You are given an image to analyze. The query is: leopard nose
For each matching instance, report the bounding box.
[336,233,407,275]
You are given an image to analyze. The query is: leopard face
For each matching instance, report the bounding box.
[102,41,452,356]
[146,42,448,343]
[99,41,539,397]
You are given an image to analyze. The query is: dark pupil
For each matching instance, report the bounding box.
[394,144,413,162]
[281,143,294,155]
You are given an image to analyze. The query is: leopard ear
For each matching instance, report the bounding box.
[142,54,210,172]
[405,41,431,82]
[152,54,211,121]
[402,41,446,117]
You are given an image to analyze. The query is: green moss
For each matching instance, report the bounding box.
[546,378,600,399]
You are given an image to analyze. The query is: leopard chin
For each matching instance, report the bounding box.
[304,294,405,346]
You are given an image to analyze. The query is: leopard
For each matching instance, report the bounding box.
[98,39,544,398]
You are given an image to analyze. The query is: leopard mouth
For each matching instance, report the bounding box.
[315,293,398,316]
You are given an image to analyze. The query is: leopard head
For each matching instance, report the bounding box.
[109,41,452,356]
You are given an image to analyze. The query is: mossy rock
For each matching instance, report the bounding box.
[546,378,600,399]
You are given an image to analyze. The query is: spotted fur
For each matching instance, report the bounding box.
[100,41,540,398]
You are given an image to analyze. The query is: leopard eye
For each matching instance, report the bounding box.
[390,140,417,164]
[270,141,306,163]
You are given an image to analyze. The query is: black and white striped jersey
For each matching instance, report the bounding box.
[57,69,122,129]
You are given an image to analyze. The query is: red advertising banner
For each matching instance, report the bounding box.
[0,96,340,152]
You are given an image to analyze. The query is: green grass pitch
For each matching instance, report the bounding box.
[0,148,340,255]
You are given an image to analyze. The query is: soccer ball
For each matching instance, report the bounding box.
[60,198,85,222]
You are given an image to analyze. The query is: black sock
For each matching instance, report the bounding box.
*-*-*
What this task involves. Reproduce the listing above, substituting "search phrase" for every occurrence of "query" and leaving everything else unchanged.

Expected output.
You are given an image to analyze. The search phrase is: leopard nose
For each matching instance, report the bounding box.
[336,233,407,275]
You are given an image to analyze. The search phrase is: leopard face
For each matching instance, report the bounding box.
[102,41,452,356]
[146,42,448,343]
[99,41,539,397]
You are given an image to analyze. The search phrase is: dark pupil
For each matching instance, report the bounding box.
[394,144,413,162]
[281,143,294,155]
You are given an image to analyze. The search phrase is: leopard ear
For each matching instance, report the bounding box.
[142,54,210,172]
[405,41,431,82]
[152,54,211,121]
[402,41,446,117]
You are given an image to analyze. The search phrase is: green moss
For each matching instance, report the bounding box.
[546,378,600,399]
You are given an image to analyze. The search phrase is: leopard chin
For each matching instance, report the bounding box.
[304,294,405,346]
You are given an image to analyze. The search phrase is: leopard
For each matching instance, report the bounding box.
[98,39,544,398]
You are given an image to analyze. The search phrase is: leopard mouth
For each matching instance, report the bounding box.
[315,293,398,316]
You are given an image to analyze. The search phrase is: leopard head
For each matching instance, report the bounding box.
[109,41,452,356]
You are given an image to analyze. The search phrase is: mossy rock
For each matching instance, report the bounding box.
[546,378,600,399]
You are given an image to analyze. The search phrase is: spotted fur
For each matching instance, report the bounding box.
[100,41,540,398]
You are given an image to analyze. The search phrase is: leopard eye
For each matching instance, report the bounding box.
[390,140,417,164]
[270,141,306,163]
You are given an image to analyze. The search phrase is: black and white striped jersey
For each matching instance, report the bounding box.
[57,69,122,129]
You are given an image to analyze. The search phrase is: red advertising banner
For each matching instance, report the bounding box.
[0,96,340,152]
You are given an image to analyze. The search phrase is: green grass pitch
For each matching instance, report the bounding box.
[0,148,340,255]
You are given an image to analyze. The search phrase is: soccer ball
For each matching instance, report the bounding box.
[60,198,85,222]
You are given an image to analyze. The search phrase is: black sock
For each matching instance, report the bounding box.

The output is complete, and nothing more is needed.